▸ WHAT TO WORK ON
Please give the listing again in its entirety, exactly as written.

[Coordinate annotation entries]
-.-.-

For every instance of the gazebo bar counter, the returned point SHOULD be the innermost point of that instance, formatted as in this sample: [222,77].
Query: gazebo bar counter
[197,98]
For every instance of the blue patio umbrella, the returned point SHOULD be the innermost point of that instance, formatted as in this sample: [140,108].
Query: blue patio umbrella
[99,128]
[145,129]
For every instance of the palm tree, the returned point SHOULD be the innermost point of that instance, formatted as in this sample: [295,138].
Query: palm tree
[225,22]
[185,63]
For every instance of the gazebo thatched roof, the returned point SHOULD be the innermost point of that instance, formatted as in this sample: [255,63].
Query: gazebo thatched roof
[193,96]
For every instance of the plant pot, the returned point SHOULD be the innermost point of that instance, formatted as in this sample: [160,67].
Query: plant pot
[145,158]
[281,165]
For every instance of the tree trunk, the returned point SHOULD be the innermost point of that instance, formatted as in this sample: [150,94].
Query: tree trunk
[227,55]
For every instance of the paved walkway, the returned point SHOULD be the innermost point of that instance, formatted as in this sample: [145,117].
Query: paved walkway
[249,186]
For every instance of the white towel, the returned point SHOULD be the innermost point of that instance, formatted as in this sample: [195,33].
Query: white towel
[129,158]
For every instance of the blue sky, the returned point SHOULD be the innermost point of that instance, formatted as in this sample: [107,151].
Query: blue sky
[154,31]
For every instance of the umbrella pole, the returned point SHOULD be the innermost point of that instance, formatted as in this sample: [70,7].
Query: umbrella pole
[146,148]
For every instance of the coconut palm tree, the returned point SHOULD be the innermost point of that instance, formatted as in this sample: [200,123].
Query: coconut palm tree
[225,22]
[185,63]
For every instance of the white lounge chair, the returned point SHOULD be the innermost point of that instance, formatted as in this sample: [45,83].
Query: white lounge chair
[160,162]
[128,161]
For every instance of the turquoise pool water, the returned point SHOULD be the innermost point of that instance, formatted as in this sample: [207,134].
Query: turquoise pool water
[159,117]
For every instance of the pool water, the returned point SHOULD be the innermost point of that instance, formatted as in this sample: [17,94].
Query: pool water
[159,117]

-.-.-

▸ EXERCISE ANSWER
For every instance of the gazebo bar counter, the returned point SHOULD be the innermost point of that instance, formatted as in this sample: [222,77].
Query: gazebo bar counter
[197,98]
For every instance of the blue patio umbrella, the returned point SHOULD be the innermost point of that instance, formatted as in this sample: [140,108].
Query: blue patio umbrella
[99,128]
[145,129]
For every instance of the palm tree, the returned point SHOULD be the innermost point of that instance, formatted as in this sample: [295,138].
Query: palm tree
[225,22]
[185,63]
For every instance of the gazebo thatched roof, the returned point SHOULD be the innermost point of that instance, formatted as in this sample: [255,63].
Query: gazebo thatched roof
[193,96]
For every instance of the plant pot, the returned point SHOULD be the innermost point of that instance, formatted as in this sample: [160,67].
Query: plant pot
[145,158]
[281,165]
For every instance of the tree trunk, the returned point SHOULD be the innermost point of that instance, formatted as in this sample: [150,94].
Query: tree trunk
[227,55]
For every instance of the paved walkway, the returned point SHOULD be the innermost point of that instance, formatted as in this sample: [145,117].
Query: paved walkway
[249,186]
For every instance of the white towel, the returned point SHOULD be the innermost point of that instance, formatted as in this sample: [195,33].
Query: white towel
[129,158]
For every instance of the blue sky, the returned point SHOULD be the innermost point of that instance, formatted as in this sample: [107,151].
Query: blue sky
[154,31]
For every instance of the umbrella pole, the returned point SHOULD be the innermost point of that instance, formatted as in this sample: [70,7].
Query: umbrella pole
[146,148]
For every instance of the coconut palm tree, the returned point SHOULD be the innermost point of that instance, formatted as in this sample: [200,123].
Query: coconut palm tree
[225,22]
[185,63]
For every instance of the white lounge chair, the returned point SHOULD be the innermost point of that instance, formatted as in this sample: [45,83].
Query: white lounge chair
[160,162]
[128,161]
For every instance of the turquoise pool water, the returned point SHOULD be the innermost point of that instance, formatted as in this sample: [207,134].
Query: turquoise pool water
[159,117]
For every instance of the pool water, the returned point SHOULD be the innermost point of that instance, formatted as in this sample: [17,94].
Query: pool water
[159,117]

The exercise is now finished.